WHAT YOU NEED TO DO:
Reproduce every one of the records below word for word, with nothing changed or left out.
+ + + + +
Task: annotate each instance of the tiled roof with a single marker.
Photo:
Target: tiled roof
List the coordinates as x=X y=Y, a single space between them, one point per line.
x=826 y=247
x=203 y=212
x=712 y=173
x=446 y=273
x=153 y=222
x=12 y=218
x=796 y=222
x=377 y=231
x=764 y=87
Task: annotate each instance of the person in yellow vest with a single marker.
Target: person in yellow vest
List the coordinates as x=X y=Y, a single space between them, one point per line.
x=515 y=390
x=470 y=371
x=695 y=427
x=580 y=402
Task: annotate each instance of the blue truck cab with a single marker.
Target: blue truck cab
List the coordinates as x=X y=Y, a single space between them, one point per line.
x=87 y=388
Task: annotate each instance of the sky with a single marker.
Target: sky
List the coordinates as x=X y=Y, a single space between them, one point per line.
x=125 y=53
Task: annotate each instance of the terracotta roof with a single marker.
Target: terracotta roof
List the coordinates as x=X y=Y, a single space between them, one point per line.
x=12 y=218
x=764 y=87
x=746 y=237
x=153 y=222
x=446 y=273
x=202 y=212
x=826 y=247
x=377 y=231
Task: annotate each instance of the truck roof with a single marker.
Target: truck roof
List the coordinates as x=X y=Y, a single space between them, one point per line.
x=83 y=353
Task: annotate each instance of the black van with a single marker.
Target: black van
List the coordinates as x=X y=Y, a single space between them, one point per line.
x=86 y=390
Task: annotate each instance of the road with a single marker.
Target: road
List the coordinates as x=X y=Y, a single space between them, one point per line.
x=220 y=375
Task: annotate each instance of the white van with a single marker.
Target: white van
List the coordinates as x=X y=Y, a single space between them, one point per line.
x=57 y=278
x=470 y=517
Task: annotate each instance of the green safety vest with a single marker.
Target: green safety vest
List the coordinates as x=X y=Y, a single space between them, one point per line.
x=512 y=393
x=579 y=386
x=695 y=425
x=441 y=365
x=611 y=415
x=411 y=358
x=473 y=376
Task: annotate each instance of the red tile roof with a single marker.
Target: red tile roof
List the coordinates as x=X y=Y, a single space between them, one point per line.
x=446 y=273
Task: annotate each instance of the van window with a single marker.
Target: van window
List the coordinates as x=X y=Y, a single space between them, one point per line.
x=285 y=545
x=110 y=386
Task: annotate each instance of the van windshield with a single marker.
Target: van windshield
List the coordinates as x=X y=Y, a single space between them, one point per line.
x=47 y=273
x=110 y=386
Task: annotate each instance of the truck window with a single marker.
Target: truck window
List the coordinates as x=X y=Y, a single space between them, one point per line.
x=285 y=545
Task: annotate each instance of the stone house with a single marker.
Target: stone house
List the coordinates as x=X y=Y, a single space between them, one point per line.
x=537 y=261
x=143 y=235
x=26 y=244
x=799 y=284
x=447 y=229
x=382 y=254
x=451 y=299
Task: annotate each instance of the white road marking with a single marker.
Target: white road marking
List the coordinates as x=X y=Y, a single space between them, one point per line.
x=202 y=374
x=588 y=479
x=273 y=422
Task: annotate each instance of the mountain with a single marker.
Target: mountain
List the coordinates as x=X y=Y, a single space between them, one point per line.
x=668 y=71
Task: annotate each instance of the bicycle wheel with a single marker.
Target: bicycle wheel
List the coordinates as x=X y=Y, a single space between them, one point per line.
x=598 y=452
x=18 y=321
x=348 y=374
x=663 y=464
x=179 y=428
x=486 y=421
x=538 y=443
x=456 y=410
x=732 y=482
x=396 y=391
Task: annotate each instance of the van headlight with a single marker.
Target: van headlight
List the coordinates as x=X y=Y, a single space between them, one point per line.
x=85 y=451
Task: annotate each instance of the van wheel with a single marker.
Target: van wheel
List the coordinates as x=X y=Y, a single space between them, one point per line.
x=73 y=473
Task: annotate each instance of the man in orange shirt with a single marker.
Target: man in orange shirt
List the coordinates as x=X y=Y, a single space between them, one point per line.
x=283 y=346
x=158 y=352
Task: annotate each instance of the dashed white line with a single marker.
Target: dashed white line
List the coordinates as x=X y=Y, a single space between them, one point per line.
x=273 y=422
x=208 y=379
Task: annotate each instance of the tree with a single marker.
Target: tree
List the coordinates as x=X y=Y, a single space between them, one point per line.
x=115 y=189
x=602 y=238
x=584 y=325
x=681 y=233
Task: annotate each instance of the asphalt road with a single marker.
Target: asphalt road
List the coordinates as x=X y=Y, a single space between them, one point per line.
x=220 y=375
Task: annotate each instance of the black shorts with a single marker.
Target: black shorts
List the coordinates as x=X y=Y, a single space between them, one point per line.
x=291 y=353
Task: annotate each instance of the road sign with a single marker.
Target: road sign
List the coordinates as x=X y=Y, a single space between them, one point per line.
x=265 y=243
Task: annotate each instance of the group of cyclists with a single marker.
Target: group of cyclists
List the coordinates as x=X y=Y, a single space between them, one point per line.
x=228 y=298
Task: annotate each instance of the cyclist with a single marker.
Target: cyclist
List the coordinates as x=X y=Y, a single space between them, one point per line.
+ + + + +
FINAL RESULT:
Task: annotate each instance of the tiled roof with a single marker.
Photo:
Target: tiled roof
List the coordinates as x=X y=Y, a single space between them, one point per line.
x=826 y=247
x=203 y=212
x=712 y=173
x=446 y=273
x=153 y=222
x=12 y=218
x=796 y=222
x=377 y=231
x=764 y=87
Task: annotate each instance of the person in yellow vest with a single marker.
Target: person in yellow vest
List the coordinates as x=X y=Y, a single space between them, one point per line.
x=515 y=390
x=470 y=371
x=695 y=427
x=580 y=402
Task: annotate each instance of the blue truck cab with a single marker.
Target: blue truck cab
List the coordinates as x=X y=Y, a single space between them, one point per line.
x=87 y=388
Task: annotate each instance of the sky with a single marker.
Target: sky
List the coordinates as x=X y=Y, a single space between them, one point per line.
x=125 y=53
Task: annotate each instance of the terracotta roof with a single marker.
Target: terracotta roof
List the coordinates as x=X y=Y, a single space between them, one point per line.
x=12 y=218
x=764 y=87
x=746 y=237
x=153 y=222
x=446 y=273
x=202 y=212
x=826 y=247
x=377 y=231
Task: annotate each instance of the truck roof with a single marker.
Target: truck roof
List the coordinates as x=X y=Y, a single space between them, one point per line.
x=83 y=353
Task: annotate each instance of the black van with a single marker.
Target: black van
List the coordinates as x=X y=Y, a single space between them, one point per line.
x=86 y=390
Task: annotate each instance of the road with a single marker.
Target: road
List the coordinates as x=X y=Y, a single space between them, one point per line.
x=220 y=375
Task: annotate each instance of the white van with a single marker.
Target: white van
List the coordinates as x=X y=Y, a single space between them, one point per line.
x=57 y=278
x=470 y=517
Task: annotate each instance of the green safety vest with a single marker.
Target: green safety vest
List the coordinates as x=X y=Y, a single space between them, one point per line.
x=512 y=393
x=579 y=386
x=695 y=425
x=441 y=365
x=611 y=415
x=411 y=358
x=473 y=376
Task: annotate each instance of the red tile roof with a single marker.
Target: red tile roof
List the coordinates as x=X y=Y, a single space between them, one point per line.
x=446 y=273
Task: annotate each instance of the van window with a single marker.
Target: van window
List the coordinates as x=X y=Y, a single space between them, one point per line.
x=285 y=545
x=110 y=386
Task: annotate each instance of the van windshield with a single marker.
Target: van windshield
List the coordinates as x=X y=Y, a single space between them, one point per line.
x=47 y=273
x=110 y=386
Task: annotate each instance of the truck window with a single marker.
Target: truck window
List the coordinates as x=X y=Y, a single space between them, one point per line.
x=285 y=545
Task: annotate each instance of the stone house with a single marker.
Target: stone house
List the coordinates as x=X y=Y, a single space between them, one point per line.
x=537 y=261
x=143 y=235
x=26 y=244
x=799 y=284
x=447 y=229
x=382 y=254
x=451 y=299
Task: annotate each instance of the white road marking with a single marker.
Target: white road marking
List the coordinates as x=X y=Y, a single space between them, one point per line.
x=202 y=374
x=588 y=479
x=273 y=422
Task: annotate each instance of the mountain with a single marker.
Target: mountain
List the coordinates as x=X y=Y, a single space between them, one point per line.
x=668 y=71
Task: annotate each instance of the bicycle wheel with a single marker.
Target: bicycle wheel
List the coordinates as x=X y=Y, a single space between them, one point per line.
x=598 y=452
x=18 y=321
x=348 y=374
x=663 y=464
x=179 y=428
x=486 y=421
x=538 y=443
x=456 y=410
x=732 y=482
x=396 y=391
Task: annotate each instance of the van headlight with a single marker.
Target: van headlight
List the coordinates as x=X y=Y, a single space between them, one point per line.
x=85 y=451
Task: annotate each instance of the van wheel with a single marker.
Target: van wheel
List the coordinates as x=X y=Y, a single space between them, one point per line.
x=73 y=473
Task: annotate each instance of the man in orange shirt with a single marker.
Target: man in orange shirt
List the coordinates as x=X y=Y, a single space between them, one point per line.
x=283 y=346
x=158 y=352
Task: annotate each instance of the dashed white line with a single marker.
Target: dashed white line
List the coordinates as x=X y=Y, a single space between them, one point per line.
x=273 y=422
x=208 y=379
Task: annotate each instance of the tree with a single marker.
Target: tree
List the coordinates as x=X y=Y, a single space between them, one point per line.
x=115 y=189
x=602 y=238
x=584 y=325
x=681 y=233
Task: annotate each instance of the asphalt road with a single marker.
Target: asphalt road
List the coordinates as x=X y=Y, a single space between them, one point per line.
x=220 y=375
Task: annotate each instance of the black shorts with a single marker.
Target: black shorts
List the coordinates as x=X y=Y, a single space between them, one point per line.
x=291 y=353
Task: annotate each instance of the road sign with a single marker.
Target: road sign
List the coordinates as x=X y=Y, a single space between them, one point per line.
x=265 y=243
Task: annotate each instance of the group of cyclists with a single marker.
Target: group of cyclists
List the coordinates as x=X y=Y, a single space between them, one point per line.
x=228 y=298
Task: annotate each instance of the cyclist with a single marker.
Target: cyclist
List the coordinates as x=X y=Y, a single space between them, one point per line.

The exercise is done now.